§ **Como fazer**
No trecho sobre a decisão judicial, o que a desembargadora diz que demonstra o fato de o homem ter pago parte das compras?

Judiciário alheio à fome
Rachid Vaz de Almeida afirmou, na decisão, que a Justiça não pode “ficar alheia a sensíveis questões sociais” enfrentadas pelo país neste momento de crescimento da fome e da miséria.
“Nestes casos excepcionais não pode o Poder Judiciário ficar alheio a sensíveis questões sociais que, indubitavelmente, interferem amais expedita e correta interpretação da lei penal, corrigindo-se eventuais injustiças no caso concreto. Pelo contrário, o Poder Judiciário na missão institucional e democrática que lhe cabe deve diuturnamente corrigir a distância entre o fato social e a realidade normativa”, declarou.
A desembargadora também afirmou que o fato o homem ter pago parte das compras que fez no estabelecimento mostra a “boa-fé” de alguém que “alegou passar por dificuldades financeiras” para cometer o furto.

(Itens listados em um conjunto de dados)
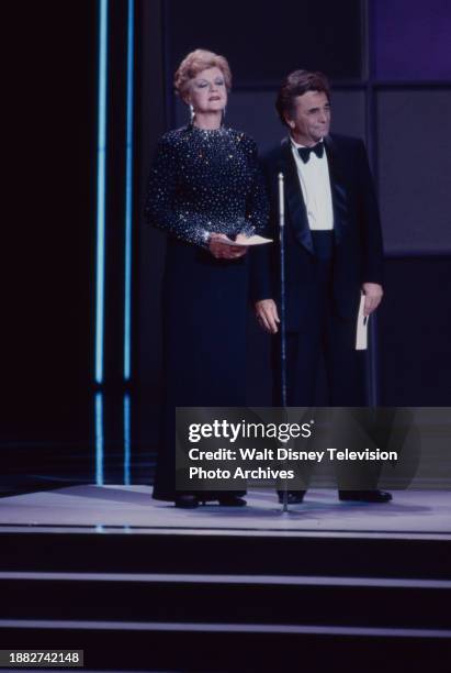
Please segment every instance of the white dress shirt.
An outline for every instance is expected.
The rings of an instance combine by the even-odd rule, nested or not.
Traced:
[[[291,148],[296,162],[297,177],[307,211],[308,227],[316,231],[331,231],[334,229],[334,210],[326,150],[320,158],[312,152],[308,162],[304,164],[298,155],[297,147],[304,147],[304,145],[298,145],[291,139]]]

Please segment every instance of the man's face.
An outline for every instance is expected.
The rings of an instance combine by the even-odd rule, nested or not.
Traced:
[[[300,145],[314,145],[329,133],[330,103],[324,91],[306,91],[294,99],[294,109],[286,115],[291,134]]]

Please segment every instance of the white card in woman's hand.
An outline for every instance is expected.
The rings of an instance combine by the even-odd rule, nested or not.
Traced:
[[[255,234],[253,236],[249,236],[246,241],[232,241],[230,239],[222,239],[221,243],[226,243],[227,245],[239,245],[240,247],[247,247],[248,245],[264,245],[266,243],[272,243],[272,239],[264,239],[263,236],[259,236]]]

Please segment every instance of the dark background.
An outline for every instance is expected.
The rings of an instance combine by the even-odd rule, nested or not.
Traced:
[[[451,406],[449,2],[136,0],[131,382],[122,377],[126,18],[125,0],[110,2],[105,378],[98,387],[98,3],[8,10],[5,144],[14,179],[3,225],[3,446],[33,444],[36,470],[43,448],[54,457],[64,446],[90,451],[101,393],[111,428],[131,396],[134,445],[155,449],[165,236],[144,224],[143,197],[157,139],[187,121],[173,70],[199,46],[229,59],[227,123],[262,151],[284,133],[273,110],[280,79],[297,67],[329,75],[332,130],[365,140],[383,216],[385,299],[370,394],[387,406]],[[269,404],[268,340],[251,320],[250,346],[249,397]]]

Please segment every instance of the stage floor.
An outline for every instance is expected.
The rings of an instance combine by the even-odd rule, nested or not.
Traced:
[[[283,515],[272,490],[251,490],[244,508],[217,504],[176,509],[150,497],[150,486],[81,485],[0,499],[0,529],[61,527],[139,529],[227,534],[343,533],[451,537],[451,492],[393,492],[386,505],[340,503],[337,492],[309,490],[302,505]]]

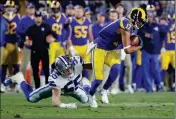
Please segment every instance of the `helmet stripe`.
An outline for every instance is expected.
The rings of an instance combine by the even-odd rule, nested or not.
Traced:
[[[145,11],[142,8],[137,8],[137,9],[142,12],[142,19],[145,19],[146,17]]]
[[[68,63],[65,61],[65,59],[62,56],[60,56],[59,58],[62,60],[62,62],[65,64],[65,66],[68,65]]]

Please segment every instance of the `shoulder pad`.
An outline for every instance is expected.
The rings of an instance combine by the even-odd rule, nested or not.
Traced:
[[[84,60],[80,56],[71,57],[74,64],[84,64]]]

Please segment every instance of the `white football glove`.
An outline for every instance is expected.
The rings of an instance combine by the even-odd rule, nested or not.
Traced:
[[[72,56],[76,56],[78,53],[76,52],[76,50],[73,48],[73,46],[71,46],[70,48],[69,48],[69,50],[70,50],[70,53],[71,53],[71,55]]]
[[[68,104],[61,103],[59,107],[60,108],[77,108],[75,103],[68,103]]]

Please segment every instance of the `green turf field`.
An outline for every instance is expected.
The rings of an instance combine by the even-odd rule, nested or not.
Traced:
[[[173,118],[174,93],[135,93],[110,96],[110,104],[90,109],[71,97],[62,101],[77,102],[77,109],[59,109],[51,106],[51,98],[39,103],[27,102],[22,94],[1,94],[1,118]]]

§ **Resposta**
Demonstra a "boa-fé" de alguém que alegou passar por dificuldades financeiras.